### Task description
Needed from the data below: every line from the one with "of the staircase." up to and including the one with "the black metal", repeated exactly and with nothing else.

### Data for the task
- - - - -

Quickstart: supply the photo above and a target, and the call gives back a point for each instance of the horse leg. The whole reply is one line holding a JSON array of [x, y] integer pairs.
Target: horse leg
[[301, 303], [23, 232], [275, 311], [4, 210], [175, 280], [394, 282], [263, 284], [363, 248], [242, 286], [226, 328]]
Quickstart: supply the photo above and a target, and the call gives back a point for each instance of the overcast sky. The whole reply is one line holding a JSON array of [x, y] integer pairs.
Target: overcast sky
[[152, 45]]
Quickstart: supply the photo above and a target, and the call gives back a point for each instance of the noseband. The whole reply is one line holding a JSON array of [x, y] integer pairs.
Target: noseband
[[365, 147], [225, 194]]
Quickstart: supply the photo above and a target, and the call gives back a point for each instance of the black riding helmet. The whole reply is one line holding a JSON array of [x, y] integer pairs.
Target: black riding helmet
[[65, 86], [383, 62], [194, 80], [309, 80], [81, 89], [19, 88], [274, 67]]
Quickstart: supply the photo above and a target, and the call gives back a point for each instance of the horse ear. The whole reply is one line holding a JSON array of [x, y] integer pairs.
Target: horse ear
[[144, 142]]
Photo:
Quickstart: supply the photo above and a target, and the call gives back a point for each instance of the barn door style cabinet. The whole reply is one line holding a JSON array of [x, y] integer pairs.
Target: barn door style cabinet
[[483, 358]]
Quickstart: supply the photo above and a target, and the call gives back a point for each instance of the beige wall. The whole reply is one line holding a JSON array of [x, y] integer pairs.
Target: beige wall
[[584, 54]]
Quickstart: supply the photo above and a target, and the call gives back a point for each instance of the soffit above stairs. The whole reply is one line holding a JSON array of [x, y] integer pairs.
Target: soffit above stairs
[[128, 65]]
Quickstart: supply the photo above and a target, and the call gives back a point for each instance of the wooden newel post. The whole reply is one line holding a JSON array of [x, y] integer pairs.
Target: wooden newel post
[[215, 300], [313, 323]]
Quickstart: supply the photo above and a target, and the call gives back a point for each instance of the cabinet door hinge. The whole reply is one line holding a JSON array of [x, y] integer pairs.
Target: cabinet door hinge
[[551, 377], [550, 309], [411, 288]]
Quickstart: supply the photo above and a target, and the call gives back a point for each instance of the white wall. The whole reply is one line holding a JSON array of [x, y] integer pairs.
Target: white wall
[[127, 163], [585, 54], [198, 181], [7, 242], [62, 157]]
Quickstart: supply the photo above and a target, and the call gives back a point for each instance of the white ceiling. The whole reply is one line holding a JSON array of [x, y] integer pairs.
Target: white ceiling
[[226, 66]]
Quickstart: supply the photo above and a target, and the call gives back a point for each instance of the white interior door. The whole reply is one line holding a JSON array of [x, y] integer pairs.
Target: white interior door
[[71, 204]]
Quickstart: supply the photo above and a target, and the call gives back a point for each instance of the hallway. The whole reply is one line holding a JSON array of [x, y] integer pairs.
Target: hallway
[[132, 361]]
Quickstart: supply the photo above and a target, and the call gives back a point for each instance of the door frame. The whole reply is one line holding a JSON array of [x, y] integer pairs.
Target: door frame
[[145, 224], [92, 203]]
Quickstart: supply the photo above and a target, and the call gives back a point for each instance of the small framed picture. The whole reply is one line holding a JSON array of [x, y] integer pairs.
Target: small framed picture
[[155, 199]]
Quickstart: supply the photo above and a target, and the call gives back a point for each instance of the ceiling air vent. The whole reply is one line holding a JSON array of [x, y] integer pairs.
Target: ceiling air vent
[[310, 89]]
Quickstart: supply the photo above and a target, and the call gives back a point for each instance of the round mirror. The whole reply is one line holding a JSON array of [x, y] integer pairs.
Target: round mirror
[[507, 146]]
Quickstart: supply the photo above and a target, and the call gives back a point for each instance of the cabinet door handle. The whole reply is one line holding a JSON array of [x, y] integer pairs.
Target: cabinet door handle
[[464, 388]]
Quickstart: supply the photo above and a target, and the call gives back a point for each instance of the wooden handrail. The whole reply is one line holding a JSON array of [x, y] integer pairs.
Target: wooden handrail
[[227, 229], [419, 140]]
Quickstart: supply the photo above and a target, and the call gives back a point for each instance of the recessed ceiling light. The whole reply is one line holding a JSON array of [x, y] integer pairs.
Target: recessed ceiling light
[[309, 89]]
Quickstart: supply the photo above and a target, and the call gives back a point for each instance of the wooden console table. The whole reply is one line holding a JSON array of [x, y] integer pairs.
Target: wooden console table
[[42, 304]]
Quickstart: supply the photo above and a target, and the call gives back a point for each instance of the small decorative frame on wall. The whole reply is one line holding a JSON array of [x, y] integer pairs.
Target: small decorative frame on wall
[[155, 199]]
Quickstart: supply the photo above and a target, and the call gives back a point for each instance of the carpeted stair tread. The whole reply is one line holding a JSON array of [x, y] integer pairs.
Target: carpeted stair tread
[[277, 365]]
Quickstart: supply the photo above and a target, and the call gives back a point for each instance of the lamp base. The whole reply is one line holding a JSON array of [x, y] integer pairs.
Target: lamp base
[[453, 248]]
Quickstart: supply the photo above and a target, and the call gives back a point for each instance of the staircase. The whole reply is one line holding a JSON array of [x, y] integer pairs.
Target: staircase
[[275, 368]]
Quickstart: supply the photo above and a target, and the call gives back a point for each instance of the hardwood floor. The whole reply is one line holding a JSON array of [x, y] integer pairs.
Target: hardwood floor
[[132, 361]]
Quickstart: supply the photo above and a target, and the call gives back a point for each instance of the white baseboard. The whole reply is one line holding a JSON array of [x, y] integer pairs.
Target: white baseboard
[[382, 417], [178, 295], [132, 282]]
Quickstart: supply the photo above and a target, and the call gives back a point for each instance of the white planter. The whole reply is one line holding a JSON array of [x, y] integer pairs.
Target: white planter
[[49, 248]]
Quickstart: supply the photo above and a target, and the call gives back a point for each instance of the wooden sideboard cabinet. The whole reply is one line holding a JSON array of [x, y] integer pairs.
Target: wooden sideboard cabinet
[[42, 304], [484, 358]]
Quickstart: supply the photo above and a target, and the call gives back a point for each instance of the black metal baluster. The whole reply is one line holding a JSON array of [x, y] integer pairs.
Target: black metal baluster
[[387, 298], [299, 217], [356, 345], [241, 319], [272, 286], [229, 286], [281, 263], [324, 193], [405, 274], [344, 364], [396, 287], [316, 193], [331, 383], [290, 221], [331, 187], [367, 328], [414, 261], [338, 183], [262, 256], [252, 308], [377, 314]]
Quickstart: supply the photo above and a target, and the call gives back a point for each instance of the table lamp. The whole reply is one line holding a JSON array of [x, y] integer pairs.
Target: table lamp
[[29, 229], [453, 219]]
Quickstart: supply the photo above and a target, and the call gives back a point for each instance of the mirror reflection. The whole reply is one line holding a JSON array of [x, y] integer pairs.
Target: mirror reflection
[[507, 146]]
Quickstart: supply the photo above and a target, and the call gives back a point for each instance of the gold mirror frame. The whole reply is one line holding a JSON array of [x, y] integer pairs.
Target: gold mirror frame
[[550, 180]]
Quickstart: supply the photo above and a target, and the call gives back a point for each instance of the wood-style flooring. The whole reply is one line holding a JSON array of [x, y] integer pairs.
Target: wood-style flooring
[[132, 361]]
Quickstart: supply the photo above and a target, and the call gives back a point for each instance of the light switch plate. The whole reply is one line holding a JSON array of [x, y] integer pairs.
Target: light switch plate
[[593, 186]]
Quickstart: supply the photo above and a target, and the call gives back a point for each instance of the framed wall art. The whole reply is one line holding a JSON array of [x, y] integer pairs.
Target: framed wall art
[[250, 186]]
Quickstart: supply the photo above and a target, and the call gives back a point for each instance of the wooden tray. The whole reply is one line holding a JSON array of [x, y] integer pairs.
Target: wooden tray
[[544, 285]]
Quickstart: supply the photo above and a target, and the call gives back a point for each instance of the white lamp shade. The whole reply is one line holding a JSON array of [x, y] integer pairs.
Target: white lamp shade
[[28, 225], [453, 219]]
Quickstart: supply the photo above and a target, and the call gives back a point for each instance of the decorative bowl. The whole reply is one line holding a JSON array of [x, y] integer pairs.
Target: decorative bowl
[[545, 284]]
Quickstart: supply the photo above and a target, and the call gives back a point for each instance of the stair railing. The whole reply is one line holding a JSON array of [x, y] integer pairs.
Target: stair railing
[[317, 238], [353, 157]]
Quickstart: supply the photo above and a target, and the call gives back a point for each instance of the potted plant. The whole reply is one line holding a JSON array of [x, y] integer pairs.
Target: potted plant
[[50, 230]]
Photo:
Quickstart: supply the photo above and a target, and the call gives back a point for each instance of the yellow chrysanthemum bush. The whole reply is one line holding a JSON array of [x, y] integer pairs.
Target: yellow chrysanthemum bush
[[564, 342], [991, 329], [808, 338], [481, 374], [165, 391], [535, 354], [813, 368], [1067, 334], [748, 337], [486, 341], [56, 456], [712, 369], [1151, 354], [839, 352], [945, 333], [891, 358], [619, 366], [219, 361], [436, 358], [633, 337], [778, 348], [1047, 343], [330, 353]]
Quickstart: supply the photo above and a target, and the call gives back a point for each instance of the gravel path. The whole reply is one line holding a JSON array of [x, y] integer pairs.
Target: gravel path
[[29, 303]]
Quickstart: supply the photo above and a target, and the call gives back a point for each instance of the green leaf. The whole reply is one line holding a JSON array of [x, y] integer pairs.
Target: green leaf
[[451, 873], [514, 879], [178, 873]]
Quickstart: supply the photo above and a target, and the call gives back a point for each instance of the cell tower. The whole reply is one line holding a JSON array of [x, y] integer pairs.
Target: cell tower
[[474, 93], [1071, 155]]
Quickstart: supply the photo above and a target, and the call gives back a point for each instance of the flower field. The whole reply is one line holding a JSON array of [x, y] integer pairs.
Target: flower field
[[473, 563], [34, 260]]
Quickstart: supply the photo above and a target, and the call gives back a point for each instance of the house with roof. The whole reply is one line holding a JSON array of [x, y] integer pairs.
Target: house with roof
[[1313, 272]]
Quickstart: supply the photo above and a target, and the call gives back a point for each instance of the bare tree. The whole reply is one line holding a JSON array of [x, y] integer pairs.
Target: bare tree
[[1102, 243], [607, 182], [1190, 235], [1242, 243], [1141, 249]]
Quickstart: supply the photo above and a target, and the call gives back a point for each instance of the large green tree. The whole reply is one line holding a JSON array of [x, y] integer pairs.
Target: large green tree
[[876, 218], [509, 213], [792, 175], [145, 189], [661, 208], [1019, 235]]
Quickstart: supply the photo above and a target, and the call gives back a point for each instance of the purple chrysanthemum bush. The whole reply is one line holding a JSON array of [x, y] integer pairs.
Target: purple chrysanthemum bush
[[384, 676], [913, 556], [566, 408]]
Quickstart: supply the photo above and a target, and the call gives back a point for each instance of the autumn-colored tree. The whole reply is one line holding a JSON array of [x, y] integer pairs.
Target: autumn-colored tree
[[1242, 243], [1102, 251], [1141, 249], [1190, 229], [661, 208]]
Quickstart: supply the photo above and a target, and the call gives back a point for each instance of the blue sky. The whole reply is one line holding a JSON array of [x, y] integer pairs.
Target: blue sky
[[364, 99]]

- - - - -

### Solution to the exercise
Quickstart: supply the photo above and a target, and the call gives back a point for each instance of the staircase. The whole reply is one line holding a JSON array of [x, y] integer pairs.
Target: staircase
[[275, 368]]
Quickstart: supply the photo above and a target, and the call gives back a point for each instance of the hardwood floor. The whole reply is one line holding a JSON array of [x, y] integer pairs.
Target: hardwood floor
[[132, 361]]
Quickstart: supply the photo above and a target, and the call gives back a point for each instance of the white baseboard. The whole reply is one line holding a JSON array of [x, y] integer pairs.
Target: white baseboard
[[382, 417], [178, 295], [132, 282]]
Quickstart: supply the photo above and a target, and the call gives back a point for each instance of the white planter. The whole reply is one line holding a JSON array of [x, y] integer pairs.
Target: white planter
[[49, 248]]
Quickstart: supply the photo above and a target, and the call gives back a point for each instance of the wooden sideboard cabinet. The whole reply is one line holding a JSON array of [x, y] integer pairs.
Target: wooden sideboard cabinet
[[42, 304], [484, 358]]
Quickstart: supply the photo above and a target, and the call gives back a point for each instance of the black metal baluster. The whole reply is one line holding a JSON array of [x, y] integer pairs.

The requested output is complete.